## Work required:
Look through the entries below and count the lines that contain "vehicle". Reply with that number only.

Saved data entries
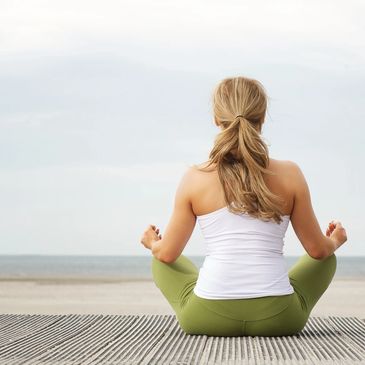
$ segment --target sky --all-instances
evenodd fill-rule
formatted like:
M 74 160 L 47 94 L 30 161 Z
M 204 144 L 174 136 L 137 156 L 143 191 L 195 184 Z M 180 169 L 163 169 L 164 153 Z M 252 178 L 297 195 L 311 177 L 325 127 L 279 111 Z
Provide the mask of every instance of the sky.
M 270 156 L 302 169 L 323 231 L 365 255 L 365 4 L 0 3 L 0 254 L 151 255 L 218 133 L 225 77 L 265 87 Z M 291 227 L 286 255 L 303 254 Z M 198 224 L 184 254 L 204 255 Z

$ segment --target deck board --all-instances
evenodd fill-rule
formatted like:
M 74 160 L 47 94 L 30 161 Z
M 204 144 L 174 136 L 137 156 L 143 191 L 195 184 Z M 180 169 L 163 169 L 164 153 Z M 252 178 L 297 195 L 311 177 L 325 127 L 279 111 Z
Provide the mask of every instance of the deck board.
M 187 335 L 173 315 L 0 315 L 0 364 L 364 364 L 365 320 L 283 337 Z

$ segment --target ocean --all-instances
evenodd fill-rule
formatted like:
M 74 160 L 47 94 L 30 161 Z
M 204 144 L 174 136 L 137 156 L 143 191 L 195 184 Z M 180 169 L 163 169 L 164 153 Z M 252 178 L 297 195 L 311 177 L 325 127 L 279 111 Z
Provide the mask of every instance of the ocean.
M 199 268 L 204 256 L 189 256 Z M 290 268 L 299 256 L 284 256 Z M 365 279 L 365 256 L 337 256 L 335 278 Z M 0 255 L 4 279 L 152 279 L 151 256 Z

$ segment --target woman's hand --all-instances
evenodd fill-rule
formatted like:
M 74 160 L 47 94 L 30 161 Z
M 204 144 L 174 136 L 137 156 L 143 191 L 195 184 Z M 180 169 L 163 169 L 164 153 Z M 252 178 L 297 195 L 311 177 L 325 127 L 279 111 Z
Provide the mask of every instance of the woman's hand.
M 337 220 L 332 220 L 328 224 L 326 236 L 333 239 L 339 246 L 347 241 L 346 230 L 342 227 L 341 222 Z
M 159 228 L 156 228 L 155 225 L 150 224 L 143 232 L 141 238 L 141 243 L 144 245 L 144 247 L 150 250 L 153 241 L 158 241 L 162 239 L 162 236 L 159 234 L 159 232 L 160 232 Z
M 333 221 L 331 221 L 330 223 L 328 223 L 328 227 L 326 230 L 326 236 L 329 237 L 334 229 L 335 229 L 335 225 L 333 224 Z

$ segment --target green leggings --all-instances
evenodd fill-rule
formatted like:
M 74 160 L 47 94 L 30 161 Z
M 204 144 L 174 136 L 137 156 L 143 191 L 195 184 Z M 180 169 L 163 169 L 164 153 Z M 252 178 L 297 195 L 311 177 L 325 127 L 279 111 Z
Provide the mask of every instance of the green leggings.
M 193 292 L 198 268 L 184 255 L 173 263 L 152 256 L 156 286 L 190 335 L 288 336 L 300 332 L 335 274 L 335 254 L 322 260 L 301 256 L 289 270 L 294 293 L 246 299 L 205 299 Z

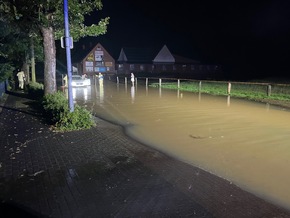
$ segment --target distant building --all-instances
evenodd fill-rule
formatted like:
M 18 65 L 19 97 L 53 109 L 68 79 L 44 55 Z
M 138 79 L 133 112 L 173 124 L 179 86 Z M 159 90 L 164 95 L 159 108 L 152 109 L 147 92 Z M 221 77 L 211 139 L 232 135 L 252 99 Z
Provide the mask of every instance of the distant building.
M 151 48 L 122 48 L 117 59 L 119 74 L 140 72 L 170 74 L 181 77 L 209 78 L 218 72 L 217 65 L 201 64 L 200 61 L 172 54 L 166 45 L 161 50 Z
M 157 53 L 158 50 L 154 48 L 122 48 L 117 60 L 117 73 L 152 72 L 152 61 Z
M 172 54 L 166 45 L 153 60 L 156 72 L 191 73 L 200 65 L 199 61 Z
M 87 40 L 74 53 L 73 66 L 77 68 L 78 74 L 129 75 L 133 72 L 136 76 L 164 74 L 180 78 L 208 79 L 217 78 L 221 73 L 217 65 L 202 64 L 200 61 L 175 55 L 166 45 L 161 49 L 124 47 L 119 55 L 115 53 L 117 59 L 99 42 L 93 46 L 93 42 Z M 107 43 L 107 46 L 116 50 L 112 43 Z

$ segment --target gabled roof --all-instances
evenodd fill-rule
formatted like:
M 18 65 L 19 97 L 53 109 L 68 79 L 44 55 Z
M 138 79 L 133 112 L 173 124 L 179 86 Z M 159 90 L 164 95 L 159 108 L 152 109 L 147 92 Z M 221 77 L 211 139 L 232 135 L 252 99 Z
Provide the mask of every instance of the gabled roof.
M 71 50 L 71 58 L 73 63 L 82 61 L 96 46 L 100 43 L 103 48 L 115 59 L 118 55 L 117 48 L 113 42 L 107 40 L 105 37 L 85 37 L 74 43 L 74 48 Z
M 175 59 L 166 45 L 159 51 L 153 60 L 154 63 L 174 63 Z
M 83 58 L 83 59 L 87 59 L 88 56 L 90 56 L 92 53 L 92 51 L 96 50 L 97 48 L 101 48 L 102 51 L 105 51 L 107 53 L 107 55 L 113 59 L 113 57 L 109 54 L 109 52 L 101 45 L 101 43 L 98 43 L 97 45 L 95 45 L 95 47 L 93 47 L 88 53 L 87 55 Z
M 152 63 L 158 50 L 155 48 L 122 48 L 118 62 L 130 62 L 130 63 Z
M 127 58 L 123 48 L 121 49 L 118 61 L 121 61 L 121 62 L 127 62 L 128 61 L 128 58 Z
M 199 61 L 172 54 L 166 45 L 162 47 L 153 60 L 154 63 L 198 64 Z

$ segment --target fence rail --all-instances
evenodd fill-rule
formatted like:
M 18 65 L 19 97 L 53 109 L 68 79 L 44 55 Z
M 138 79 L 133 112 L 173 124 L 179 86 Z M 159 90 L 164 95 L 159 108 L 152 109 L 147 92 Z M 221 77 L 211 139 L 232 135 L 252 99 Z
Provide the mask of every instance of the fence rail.
M 128 77 L 117 77 L 117 83 L 130 81 Z M 188 90 L 192 92 L 203 92 L 206 90 L 211 94 L 219 95 L 257 95 L 263 97 L 279 96 L 290 100 L 290 84 L 280 83 L 259 83 L 259 82 L 232 82 L 232 81 L 211 81 L 193 80 L 178 78 L 157 78 L 157 77 L 135 77 L 136 84 L 156 86 L 171 89 Z M 218 93 L 217 93 L 218 92 Z

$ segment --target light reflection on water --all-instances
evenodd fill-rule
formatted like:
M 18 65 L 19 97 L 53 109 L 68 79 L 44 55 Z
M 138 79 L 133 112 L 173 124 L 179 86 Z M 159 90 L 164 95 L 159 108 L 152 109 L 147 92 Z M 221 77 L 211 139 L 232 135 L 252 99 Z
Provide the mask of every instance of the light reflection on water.
M 290 112 L 267 104 L 104 81 L 75 99 L 127 133 L 290 208 Z

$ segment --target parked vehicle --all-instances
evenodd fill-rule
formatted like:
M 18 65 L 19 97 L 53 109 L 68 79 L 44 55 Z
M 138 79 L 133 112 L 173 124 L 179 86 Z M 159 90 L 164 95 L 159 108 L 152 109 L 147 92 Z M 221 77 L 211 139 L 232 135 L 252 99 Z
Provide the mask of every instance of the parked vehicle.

## Expected answer:
2